WHAT IS NEEDED
The reply should contain every entry exactly as given, with no pictures in it.

SUPPLIED DATA
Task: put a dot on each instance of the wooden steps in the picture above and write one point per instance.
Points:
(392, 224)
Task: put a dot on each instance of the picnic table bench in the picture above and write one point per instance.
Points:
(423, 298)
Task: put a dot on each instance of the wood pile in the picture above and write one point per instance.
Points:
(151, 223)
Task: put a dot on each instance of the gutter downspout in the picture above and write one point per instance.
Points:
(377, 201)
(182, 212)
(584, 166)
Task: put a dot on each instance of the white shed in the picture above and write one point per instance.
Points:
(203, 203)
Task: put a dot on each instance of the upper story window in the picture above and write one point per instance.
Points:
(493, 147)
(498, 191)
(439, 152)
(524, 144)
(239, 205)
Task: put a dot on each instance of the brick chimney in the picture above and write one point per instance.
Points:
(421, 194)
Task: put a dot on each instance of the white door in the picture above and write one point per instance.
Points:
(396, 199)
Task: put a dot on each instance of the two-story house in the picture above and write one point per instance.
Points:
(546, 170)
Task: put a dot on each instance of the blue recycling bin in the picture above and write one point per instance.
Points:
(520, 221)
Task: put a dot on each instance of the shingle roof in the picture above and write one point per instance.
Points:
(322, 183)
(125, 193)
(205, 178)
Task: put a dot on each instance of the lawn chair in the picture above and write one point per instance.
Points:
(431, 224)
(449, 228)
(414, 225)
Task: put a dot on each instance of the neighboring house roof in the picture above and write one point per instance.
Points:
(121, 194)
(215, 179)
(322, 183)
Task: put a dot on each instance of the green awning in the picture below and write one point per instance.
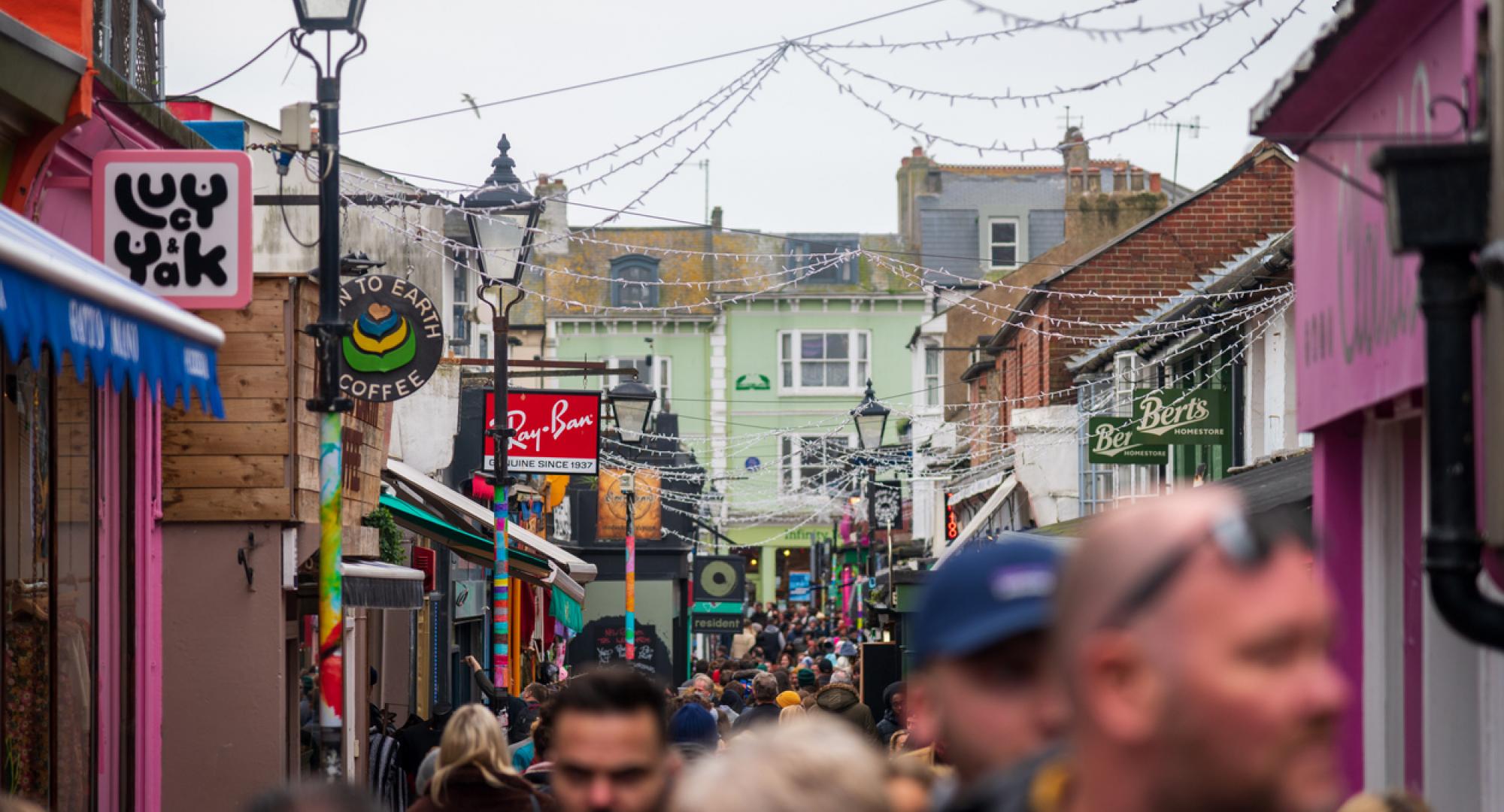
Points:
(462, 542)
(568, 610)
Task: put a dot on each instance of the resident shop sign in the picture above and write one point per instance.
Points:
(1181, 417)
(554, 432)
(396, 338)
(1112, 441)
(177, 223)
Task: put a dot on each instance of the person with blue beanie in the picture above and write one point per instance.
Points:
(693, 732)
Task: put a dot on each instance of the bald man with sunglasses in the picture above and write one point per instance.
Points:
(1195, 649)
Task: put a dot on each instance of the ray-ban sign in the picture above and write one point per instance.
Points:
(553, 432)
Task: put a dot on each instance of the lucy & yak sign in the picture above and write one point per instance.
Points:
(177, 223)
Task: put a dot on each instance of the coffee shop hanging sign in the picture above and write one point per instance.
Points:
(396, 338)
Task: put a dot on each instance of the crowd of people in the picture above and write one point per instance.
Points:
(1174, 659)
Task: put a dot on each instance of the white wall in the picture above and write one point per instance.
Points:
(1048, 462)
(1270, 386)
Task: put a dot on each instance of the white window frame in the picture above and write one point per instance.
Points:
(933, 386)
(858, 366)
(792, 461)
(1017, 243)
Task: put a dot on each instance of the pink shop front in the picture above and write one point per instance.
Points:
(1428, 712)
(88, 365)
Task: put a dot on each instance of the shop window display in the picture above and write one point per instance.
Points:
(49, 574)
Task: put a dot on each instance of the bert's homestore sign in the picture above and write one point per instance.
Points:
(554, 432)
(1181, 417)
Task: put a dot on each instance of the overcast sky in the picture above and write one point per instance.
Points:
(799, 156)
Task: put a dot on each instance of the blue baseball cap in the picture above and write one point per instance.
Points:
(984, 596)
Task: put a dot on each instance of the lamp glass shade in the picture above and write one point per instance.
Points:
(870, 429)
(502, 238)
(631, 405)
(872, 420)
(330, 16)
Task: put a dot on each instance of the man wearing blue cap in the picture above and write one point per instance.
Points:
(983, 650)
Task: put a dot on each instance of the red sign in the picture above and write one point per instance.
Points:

EXERCISE OUTPUT
Task: put a dot on each instance of the wooden steps in the picture above and write one point per instance.
Points:
(392, 224)
Task: put a dot on each instance of the picnic table bench in the picture above and write one point per instance.
Points:
(423, 298)
Task: put a dot on each instance of the wood pile in the picture above and write one point per instance.
Points:
(151, 223)
Task: put a dot on each instance of the gutter downspout in the picture above and write one point per instance.
Points:
(377, 201)
(182, 212)
(584, 166)
Task: put a dot on each instance of the white shed in the picture above and write one point per instance.
Points:
(203, 203)
Task: put a dot on each instance of the upper story window in the picture above and write one point per instance.
Points:
(493, 147)
(498, 191)
(439, 152)
(524, 144)
(239, 205)
Task: put a dot on each instance of the brick chimney in the picture above and write one point per instance.
Points:
(421, 194)
Task: put a dot on each instance of the white door in the picture above and write one point per instance.
Points:
(396, 199)
Task: put a dot on each instance of the two-story house in the picture above and write one point per instance.
Points:
(546, 170)
Task: put a dot on each instance of the blue recycling bin in the picture above and write one point per instance.
Points:
(520, 221)
Task: put a dot on each instance of the shingle roof in the picture above and write one point per instance.
Points:
(322, 183)
(125, 193)
(205, 178)
Task: put a dot on each instance of the lawn chair in the picture above and write one point per instance.
Points:
(431, 224)
(449, 228)
(414, 225)
Task: put a dot on each instance of the neighboring house roof in the picture above and write one point per instance.
Points:
(121, 194)
(215, 179)
(322, 183)
Task: put a dot on each instance of the green awning in the picture below and write one point per instance.
Points:
(462, 542)
(568, 610)
Task: put a dot on each instance of the resident shop sign in the picture above and write one point per instance.
Points:
(1181, 417)
(554, 432)
(396, 338)
(1112, 441)
(177, 223)
Task: put a dot on each instance of the person with blue beanie in the picture above and write one point per instance.
Points:
(693, 732)
Task: put a dot on each instance of the bald man with sunglasses in the picture above and write one point per instance.
Points:
(1195, 649)
Task: put a dot on each instance of the ray-ban sign in the picture above and write one point per instance.
Points:
(553, 432)
Task: put a dot on each instance of the lucy & yak sign in the picture above and write one point per instance.
Points:
(177, 223)
Task: put a dot on each instance of the coffee shop hanging sign in the picture above and write one point per instance.
Points:
(396, 338)
Task: put a dot on each instance of the crowd of people in the picture above and write one point per instance.
Points:
(1174, 659)
Task: put a dot on each instance of the white wall in the picture above and write one point per instance.
Points:
(1048, 462)
(1270, 386)
Task: put a dot on each instance of the white window frame in the picture above and write one point per instance.
Points:
(933, 386)
(858, 366)
(792, 461)
(1017, 243)
Task: put a dot on each instance of the pink shop front in the picture above and write one point per instance.
Points:
(1428, 712)
(88, 365)
Task: put a dot on each instance of the shop window display in the picture above and write one point per instance.
Points:
(49, 574)
Task: put a dot on each instance of the bert's homestore sign in the picture above and write one point per instance.
Points:
(554, 432)
(1181, 417)
Task: put a dot on each instance of the overcast sky in the picture above and write one point per instance.
Points:
(799, 156)
Task: put a dot on each instance of the blue baseball cap in the picture above and write one point per instance.
Points:
(984, 596)
Task: put a dot on each instance of the lamp glass shade in the picture above and write one point per instance.
Points:
(870, 429)
(502, 238)
(631, 405)
(872, 420)
(330, 16)
Task: put a dot on each instance of the man wearing blue cap in the picture above and write one point per instance.
Points:
(983, 650)
Task: put a dot on each instance of the red sign in the picture above and write one point per instance.
Points:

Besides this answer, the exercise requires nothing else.